Instructions for the task: Copy out all lines bearing the word "board" from the listing below.

Provided entries:
####

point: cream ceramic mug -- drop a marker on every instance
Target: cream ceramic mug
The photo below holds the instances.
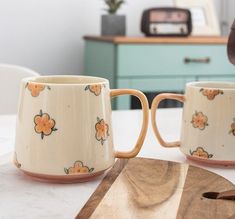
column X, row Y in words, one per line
column 208, row 122
column 64, row 130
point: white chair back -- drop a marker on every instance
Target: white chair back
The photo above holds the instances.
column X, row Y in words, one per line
column 10, row 78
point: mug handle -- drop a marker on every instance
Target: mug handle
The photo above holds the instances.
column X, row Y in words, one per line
column 154, row 107
column 145, row 109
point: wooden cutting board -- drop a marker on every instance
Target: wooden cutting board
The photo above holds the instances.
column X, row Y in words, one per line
column 149, row 188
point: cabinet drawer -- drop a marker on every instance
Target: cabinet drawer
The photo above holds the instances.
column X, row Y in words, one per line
column 157, row 84
column 224, row 78
column 153, row 60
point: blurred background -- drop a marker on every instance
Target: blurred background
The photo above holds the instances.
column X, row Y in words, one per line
column 47, row 35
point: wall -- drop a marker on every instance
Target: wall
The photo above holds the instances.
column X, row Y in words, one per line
column 46, row 35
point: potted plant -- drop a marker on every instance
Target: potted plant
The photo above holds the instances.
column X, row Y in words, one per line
column 111, row 23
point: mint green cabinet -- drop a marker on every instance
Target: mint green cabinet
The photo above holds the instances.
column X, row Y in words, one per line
column 158, row 67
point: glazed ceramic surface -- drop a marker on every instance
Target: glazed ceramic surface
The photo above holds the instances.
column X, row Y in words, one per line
column 208, row 122
column 64, row 127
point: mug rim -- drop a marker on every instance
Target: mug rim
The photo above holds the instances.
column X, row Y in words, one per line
column 225, row 85
column 55, row 80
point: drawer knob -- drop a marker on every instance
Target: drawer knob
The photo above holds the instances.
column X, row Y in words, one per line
column 197, row 60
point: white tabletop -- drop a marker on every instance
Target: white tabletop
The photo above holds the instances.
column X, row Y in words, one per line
column 21, row 197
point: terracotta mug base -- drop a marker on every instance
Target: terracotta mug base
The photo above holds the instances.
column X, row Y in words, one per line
column 211, row 162
column 63, row 178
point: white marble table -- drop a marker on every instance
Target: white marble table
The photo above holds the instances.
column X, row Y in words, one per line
column 21, row 197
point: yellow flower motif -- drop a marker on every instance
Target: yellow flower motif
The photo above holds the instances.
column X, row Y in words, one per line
column 95, row 89
column 15, row 161
column 102, row 130
column 201, row 153
column 35, row 88
column 44, row 125
column 78, row 168
column 199, row 120
column 211, row 93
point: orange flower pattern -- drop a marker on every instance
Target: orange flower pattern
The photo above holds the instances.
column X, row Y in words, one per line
column 232, row 130
column 199, row 120
column 211, row 93
column 95, row 89
column 44, row 125
column 35, row 88
column 78, row 168
column 201, row 153
column 102, row 130
column 15, row 161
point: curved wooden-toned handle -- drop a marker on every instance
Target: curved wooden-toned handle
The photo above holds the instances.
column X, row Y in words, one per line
column 145, row 109
column 154, row 107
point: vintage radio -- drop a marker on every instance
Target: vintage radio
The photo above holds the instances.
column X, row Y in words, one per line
column 166, row 22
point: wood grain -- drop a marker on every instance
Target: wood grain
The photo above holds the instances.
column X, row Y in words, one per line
column 101, row 190
column 193, row 205
column 149, row 188
column 159, row 40
column 144, row 189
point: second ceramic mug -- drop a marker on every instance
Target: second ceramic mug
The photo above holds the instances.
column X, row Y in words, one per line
column 208, row 122
column 64, row 129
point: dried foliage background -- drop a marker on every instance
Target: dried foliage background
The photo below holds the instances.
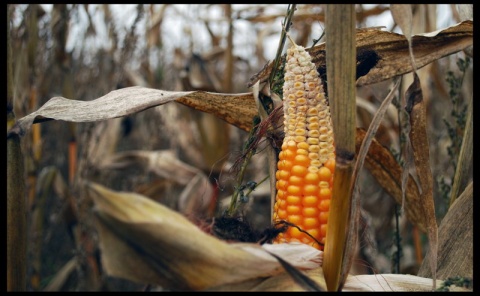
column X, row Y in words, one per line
column 160, row 151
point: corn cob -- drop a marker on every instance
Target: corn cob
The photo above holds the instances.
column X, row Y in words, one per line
column 307, row 160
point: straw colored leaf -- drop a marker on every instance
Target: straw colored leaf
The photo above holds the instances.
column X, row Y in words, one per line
column 455, row 240
column 354, row 283
column 144, row 241
column 198, row 192
column 386, row 54
column 233, row 108
column 402, row 15
column 382, row 165
column 421, row 157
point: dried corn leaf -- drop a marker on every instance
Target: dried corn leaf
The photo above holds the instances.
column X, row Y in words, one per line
column 383, row 55
column 354, row 283
column 455, row 236
column 402, row 14
column 198, row 192
column 164, row 163
column 415, row 106
column 236, row 109
column 145, row 242
column 388, row 173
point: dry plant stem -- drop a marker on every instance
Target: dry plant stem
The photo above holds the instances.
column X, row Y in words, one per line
column 341, row 70
column 286, row 27
column 16, row 204
column 464, row 171
column 421, row 157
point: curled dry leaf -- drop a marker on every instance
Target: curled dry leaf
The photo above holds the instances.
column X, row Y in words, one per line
column 382, row 55
column 146, row 242
column 360, row 283
column 236, row 109
column 455, row 240
column 198, row 192
column 415, row 106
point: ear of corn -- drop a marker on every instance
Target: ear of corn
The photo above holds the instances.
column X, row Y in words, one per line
column 307, row 160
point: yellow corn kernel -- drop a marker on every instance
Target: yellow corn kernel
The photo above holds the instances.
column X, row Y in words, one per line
column 306, row 165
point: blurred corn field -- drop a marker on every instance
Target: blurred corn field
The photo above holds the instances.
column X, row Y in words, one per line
column 195, row 154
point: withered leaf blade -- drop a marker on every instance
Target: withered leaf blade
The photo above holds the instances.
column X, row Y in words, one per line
column 392, row 51
column 402, row 14
column 146, row 242
column 198, row 192
column 385, row 169
column 421, row 157
column 236, row 109
column 355, row 209
column 455, row 240
column 301, row 279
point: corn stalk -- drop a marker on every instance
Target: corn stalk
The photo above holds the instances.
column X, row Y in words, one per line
column 341, row 71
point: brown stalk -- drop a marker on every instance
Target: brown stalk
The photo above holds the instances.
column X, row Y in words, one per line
column 421, row 156
column 341, row 71
column 16, row 205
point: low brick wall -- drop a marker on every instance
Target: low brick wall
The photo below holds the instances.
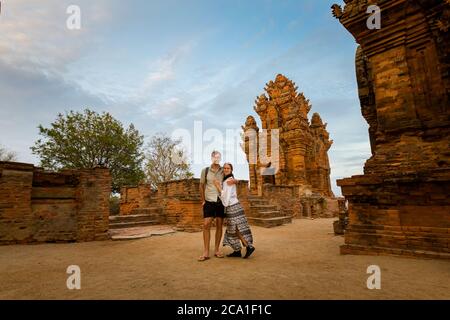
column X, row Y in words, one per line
column 178, row 199
column 295, row 202
column 38, row 206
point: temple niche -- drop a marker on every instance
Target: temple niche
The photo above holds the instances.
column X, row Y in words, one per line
column 303, row 146
column 401, row 204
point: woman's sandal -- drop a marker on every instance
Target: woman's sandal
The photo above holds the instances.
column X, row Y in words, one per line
column 203, row 258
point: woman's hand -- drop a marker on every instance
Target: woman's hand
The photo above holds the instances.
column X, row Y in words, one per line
column 218, row 185
column 232, row 181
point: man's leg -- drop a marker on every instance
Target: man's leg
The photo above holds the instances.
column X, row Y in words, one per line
column 219, row 224
column 206, row 235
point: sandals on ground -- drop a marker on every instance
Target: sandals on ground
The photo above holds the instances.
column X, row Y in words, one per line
column 202, row 258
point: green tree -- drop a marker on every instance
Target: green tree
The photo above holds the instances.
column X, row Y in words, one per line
column 165, row 160
column 89, row 139
column 6, row 155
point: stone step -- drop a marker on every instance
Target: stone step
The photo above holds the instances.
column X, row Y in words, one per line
column 267, row 214
column 149, row 210
column 131, row 218
column 121, row 225
column 259, row 202
column 268, row 222
column 264, row 207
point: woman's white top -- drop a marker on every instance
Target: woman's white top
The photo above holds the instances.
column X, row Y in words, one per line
column 229, row 194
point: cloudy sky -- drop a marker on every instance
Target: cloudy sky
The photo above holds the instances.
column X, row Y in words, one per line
column 173, row 65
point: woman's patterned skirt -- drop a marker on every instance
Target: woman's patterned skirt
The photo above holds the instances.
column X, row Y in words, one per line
column 236, row 221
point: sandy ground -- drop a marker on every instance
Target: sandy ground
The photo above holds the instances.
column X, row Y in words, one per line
column 297, row 261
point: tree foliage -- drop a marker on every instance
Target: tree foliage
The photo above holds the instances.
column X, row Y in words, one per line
column 89, row 139
column 7, row 155
column 165, row 160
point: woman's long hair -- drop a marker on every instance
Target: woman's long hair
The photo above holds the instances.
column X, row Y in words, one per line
column 228, row 175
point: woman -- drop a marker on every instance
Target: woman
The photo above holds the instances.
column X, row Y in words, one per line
column 237, row 225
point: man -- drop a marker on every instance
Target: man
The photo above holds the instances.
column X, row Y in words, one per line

####

Your response:
point: wooden cutting board -- drop a marker on every instance
Target: wooden cutting board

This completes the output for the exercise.